▶ _Directions_:
Put every line of the records below into a JSON list of strings, one string per line, omitting blank lines.

▶ _Rows_:

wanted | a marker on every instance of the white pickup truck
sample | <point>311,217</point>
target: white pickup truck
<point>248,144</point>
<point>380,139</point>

▶ _Full solution_:
[
  "wanted | a marker on every instance of the white pickup truck",
  "sample | <point>311,217</point>",
  "target: white pickup truck",
  "<point>248,144</point>",
  "<point>380,139</point>"
]